Start of Data listing

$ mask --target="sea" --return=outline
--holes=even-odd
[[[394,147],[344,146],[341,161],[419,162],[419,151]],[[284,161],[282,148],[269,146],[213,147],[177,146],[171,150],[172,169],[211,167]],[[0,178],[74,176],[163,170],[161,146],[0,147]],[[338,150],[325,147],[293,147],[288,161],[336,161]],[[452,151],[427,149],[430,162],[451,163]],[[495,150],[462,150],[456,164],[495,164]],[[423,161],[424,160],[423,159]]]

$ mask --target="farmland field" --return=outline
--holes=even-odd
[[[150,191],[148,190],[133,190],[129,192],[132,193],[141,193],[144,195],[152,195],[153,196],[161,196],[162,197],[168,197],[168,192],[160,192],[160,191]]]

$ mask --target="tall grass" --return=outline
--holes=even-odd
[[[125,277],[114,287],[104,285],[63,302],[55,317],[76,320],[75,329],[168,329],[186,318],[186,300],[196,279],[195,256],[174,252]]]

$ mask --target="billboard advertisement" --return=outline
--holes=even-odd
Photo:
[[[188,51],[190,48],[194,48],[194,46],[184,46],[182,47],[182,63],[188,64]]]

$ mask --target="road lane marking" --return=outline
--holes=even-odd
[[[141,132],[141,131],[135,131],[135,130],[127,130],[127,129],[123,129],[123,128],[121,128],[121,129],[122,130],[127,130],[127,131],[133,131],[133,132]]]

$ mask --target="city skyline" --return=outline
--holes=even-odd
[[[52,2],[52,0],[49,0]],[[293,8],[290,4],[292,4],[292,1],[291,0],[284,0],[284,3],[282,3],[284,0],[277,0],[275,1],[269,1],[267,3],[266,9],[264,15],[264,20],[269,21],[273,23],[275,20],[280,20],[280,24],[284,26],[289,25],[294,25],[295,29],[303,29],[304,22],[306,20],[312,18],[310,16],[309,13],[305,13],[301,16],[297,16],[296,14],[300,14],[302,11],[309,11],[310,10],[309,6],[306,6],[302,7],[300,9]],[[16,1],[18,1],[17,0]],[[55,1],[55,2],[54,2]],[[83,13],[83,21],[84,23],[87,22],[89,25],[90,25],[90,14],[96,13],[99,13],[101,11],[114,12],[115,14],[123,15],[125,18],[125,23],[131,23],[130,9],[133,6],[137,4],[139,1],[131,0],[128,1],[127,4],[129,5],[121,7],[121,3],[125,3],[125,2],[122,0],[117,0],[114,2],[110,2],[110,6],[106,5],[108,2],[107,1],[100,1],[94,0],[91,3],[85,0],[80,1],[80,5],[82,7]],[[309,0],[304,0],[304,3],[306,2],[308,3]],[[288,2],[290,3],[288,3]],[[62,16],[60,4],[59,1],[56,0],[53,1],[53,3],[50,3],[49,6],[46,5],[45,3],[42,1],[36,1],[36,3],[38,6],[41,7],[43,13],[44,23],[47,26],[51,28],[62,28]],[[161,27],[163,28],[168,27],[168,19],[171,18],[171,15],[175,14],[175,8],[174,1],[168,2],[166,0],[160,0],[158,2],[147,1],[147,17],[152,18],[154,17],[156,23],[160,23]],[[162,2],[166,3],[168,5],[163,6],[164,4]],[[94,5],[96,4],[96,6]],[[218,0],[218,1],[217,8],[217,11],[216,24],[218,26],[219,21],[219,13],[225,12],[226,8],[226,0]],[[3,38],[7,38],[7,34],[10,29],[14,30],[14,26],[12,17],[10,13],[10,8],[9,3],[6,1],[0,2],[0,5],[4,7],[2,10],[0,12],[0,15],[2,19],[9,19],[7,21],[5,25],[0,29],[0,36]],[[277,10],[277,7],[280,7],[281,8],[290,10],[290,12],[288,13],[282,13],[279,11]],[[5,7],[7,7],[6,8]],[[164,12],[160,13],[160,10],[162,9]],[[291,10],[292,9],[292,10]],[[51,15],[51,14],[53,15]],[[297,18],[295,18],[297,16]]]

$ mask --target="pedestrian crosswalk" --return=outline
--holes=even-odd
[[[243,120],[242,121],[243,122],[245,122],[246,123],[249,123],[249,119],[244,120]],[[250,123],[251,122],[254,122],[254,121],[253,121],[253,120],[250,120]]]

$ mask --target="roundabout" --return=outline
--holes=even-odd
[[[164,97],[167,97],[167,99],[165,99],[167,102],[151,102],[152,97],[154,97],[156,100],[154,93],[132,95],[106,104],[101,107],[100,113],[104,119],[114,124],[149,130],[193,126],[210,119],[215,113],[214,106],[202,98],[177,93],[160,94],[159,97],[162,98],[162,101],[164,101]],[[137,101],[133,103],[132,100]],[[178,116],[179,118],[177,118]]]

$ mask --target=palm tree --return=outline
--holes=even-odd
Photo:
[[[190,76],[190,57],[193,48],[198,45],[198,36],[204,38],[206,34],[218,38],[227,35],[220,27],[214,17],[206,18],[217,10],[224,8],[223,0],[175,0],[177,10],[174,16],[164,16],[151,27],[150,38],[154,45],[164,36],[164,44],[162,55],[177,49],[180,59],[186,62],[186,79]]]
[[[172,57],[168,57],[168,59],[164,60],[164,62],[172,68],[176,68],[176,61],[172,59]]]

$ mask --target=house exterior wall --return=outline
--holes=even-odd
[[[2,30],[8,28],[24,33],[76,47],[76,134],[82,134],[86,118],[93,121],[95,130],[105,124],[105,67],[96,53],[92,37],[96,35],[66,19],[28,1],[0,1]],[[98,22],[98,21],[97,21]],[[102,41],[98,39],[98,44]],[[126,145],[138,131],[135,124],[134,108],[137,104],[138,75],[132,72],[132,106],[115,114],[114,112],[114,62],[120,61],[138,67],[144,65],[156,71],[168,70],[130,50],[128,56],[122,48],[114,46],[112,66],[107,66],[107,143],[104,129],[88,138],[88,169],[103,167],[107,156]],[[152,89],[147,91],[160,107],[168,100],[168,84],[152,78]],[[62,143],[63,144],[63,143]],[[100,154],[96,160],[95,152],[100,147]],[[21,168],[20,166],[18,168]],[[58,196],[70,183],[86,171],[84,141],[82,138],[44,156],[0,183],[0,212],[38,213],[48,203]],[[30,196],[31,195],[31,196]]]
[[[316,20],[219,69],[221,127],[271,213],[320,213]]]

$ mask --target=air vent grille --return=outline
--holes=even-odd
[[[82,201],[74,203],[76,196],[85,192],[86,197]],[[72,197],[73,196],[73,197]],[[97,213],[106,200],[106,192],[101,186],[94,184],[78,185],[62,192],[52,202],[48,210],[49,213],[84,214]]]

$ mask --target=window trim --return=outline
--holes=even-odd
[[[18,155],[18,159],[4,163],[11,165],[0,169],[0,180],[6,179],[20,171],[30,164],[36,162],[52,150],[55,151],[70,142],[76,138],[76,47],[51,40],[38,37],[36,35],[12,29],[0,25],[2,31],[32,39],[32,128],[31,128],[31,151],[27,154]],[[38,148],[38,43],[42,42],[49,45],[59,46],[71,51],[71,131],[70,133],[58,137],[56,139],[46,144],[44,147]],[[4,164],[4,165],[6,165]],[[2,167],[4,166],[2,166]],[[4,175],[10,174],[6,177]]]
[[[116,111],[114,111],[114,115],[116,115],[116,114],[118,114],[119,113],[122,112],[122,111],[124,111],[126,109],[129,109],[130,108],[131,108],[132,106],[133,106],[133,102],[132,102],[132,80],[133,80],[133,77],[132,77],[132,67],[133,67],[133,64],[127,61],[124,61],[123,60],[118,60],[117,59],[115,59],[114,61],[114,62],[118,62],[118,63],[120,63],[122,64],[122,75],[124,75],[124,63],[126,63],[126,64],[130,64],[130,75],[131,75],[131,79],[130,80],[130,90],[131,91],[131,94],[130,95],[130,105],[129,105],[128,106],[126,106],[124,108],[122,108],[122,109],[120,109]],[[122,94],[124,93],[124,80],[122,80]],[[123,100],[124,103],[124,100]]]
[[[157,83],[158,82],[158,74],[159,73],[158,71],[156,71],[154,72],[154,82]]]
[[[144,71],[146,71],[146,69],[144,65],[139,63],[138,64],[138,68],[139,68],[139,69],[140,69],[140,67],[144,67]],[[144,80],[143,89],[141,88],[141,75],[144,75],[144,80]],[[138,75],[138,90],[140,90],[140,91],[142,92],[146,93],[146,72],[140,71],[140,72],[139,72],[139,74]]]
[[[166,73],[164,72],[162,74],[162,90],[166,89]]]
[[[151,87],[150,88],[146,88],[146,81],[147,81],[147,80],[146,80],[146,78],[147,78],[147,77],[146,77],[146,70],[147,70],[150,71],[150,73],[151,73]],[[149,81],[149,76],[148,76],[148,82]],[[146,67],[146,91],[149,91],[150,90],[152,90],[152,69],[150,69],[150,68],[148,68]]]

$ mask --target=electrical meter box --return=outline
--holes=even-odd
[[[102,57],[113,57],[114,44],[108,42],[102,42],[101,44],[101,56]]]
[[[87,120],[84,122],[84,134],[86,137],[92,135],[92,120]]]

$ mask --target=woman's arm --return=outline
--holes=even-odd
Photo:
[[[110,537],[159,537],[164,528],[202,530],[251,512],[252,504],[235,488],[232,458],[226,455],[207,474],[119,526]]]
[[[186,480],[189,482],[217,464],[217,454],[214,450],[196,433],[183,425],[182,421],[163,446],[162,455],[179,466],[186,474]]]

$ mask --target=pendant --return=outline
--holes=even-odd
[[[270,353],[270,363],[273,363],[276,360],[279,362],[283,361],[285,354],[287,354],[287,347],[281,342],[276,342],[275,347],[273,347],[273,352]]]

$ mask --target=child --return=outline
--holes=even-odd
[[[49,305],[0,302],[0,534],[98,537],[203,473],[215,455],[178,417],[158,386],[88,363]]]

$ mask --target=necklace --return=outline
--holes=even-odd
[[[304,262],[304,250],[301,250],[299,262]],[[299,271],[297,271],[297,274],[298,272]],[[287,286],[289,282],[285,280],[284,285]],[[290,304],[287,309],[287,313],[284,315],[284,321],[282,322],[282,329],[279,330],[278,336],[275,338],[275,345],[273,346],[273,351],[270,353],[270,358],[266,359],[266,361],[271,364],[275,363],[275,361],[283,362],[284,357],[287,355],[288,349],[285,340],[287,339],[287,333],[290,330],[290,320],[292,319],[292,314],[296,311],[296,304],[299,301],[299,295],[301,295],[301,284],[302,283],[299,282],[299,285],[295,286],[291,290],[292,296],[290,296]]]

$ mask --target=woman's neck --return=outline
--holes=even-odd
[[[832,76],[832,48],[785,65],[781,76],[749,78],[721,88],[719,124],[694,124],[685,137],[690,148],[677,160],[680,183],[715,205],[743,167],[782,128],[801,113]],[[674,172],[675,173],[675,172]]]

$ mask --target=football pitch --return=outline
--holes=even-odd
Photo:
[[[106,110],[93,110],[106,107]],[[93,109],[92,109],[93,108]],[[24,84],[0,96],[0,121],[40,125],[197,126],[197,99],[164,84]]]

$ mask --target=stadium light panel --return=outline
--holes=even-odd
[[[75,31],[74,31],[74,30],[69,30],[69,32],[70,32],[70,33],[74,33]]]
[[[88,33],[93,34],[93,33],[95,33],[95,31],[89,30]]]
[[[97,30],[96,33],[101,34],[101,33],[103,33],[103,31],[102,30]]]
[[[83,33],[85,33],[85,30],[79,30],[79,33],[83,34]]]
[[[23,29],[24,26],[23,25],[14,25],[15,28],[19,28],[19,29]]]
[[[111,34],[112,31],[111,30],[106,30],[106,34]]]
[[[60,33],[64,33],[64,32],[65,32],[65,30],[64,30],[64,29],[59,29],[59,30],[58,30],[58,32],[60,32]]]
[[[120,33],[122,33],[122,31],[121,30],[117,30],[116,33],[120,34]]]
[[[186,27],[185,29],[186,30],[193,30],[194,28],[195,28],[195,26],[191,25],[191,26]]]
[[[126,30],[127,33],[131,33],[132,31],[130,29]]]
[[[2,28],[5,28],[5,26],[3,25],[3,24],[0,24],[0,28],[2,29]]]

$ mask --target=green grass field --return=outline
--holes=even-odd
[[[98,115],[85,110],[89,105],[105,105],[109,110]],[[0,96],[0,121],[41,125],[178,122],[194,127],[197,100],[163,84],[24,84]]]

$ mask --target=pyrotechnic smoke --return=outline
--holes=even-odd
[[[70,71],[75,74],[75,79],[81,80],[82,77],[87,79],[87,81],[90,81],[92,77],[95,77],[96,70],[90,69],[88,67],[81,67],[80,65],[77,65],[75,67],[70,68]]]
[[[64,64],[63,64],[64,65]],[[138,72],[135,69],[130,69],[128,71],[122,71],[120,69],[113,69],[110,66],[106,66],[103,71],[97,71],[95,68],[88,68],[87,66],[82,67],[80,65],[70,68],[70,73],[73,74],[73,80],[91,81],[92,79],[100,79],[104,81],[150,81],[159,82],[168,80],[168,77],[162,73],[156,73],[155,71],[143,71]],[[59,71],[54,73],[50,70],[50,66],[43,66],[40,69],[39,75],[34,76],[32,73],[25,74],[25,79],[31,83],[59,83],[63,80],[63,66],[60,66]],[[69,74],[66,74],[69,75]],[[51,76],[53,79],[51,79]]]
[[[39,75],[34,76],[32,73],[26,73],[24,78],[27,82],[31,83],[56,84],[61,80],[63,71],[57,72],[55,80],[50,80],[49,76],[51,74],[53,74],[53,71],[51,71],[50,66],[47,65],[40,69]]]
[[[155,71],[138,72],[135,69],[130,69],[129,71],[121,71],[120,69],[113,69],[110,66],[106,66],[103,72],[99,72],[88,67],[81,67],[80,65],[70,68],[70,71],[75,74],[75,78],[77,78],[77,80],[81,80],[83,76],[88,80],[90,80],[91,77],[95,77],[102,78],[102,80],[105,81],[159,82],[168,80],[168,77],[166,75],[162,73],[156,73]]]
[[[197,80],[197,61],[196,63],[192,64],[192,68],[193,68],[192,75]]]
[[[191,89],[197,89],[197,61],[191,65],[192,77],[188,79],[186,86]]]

End of Data listing

Task to complete ▸ Return the lines of the records verbatim, starting at the line that contains "--target=pyrotechnic smoke --return=outline" and ending at the last line of the records, with both of those lines included.

Complete response ▸
$ mask --target=pyrotechnic smoke --return=outline
--holes=even-odd
[[[70,71],[75,74],[75,79],[81,80],[82,77],[87,79],[87,81],[90,81],[92,77],[95,77],[96,70],[90,69],[88,67],[81,67],[80,65],[77,65],[75,67],[70,68]]]
[[[64,64],[63,64],[64,65]],[[138,72],[135,69],[130,69],[128,71],[122,71],[120,69],[113,69],[110,66],[106,66],[103,71],[97,71],[95,68],[88,68],[87,66],[82,67],[80,65],[70,68],[70,73],[73,74],[73,80],[91,81],[92,79],[100,79],[104,81],[150,81],[159,82],[168,80],[168,77],[162,73],[156,73],[155,71],[143,71]],[[59,71],[54,73],[50,70],[50,66],[43,66],[40,69],[39,75],[34,76],[32,73],[25,74],[25,79],[31,83],[59,83],[63,80],[63,66],[60,66]],[[69,74],[66,74],[69,75]],[[51,76],[53,79],[51,79]]]
[[[39,75],[34,76],[32,73],[26,73],[24,78],[27,82],[31,83],[56,84],[61,80],[63,71],[57,72],[55,80],[50,80],[49,76],[51,74],[53,74],[53,71],[51,71],[50,66],[47,65],[40,69]]]
[[[155,71],[138,72],[135,69],[130,69],[129,71],[121,71],[120,69],[113,69],[110,66],[106,66],[103,72],[99,72],[88,67],[81,67],[80,65],[70,68],[70,71],[75,74],[75,78],[77,78],[77,80],[81,80],[83,76],[88,80],[90,80],[91,77],[95,77],[102,78],[102,80],[105,81],[159,82],[168,80],[168,77],[166,75],[162,73],[156,73]]]
[[[197,80],[197,61],[196,63],[192,64],[192,68],[193,68],[192,75]]]
[[[191,89],[197,89],[197,61],[191,65],[192,77],[188,79],[186,86]]]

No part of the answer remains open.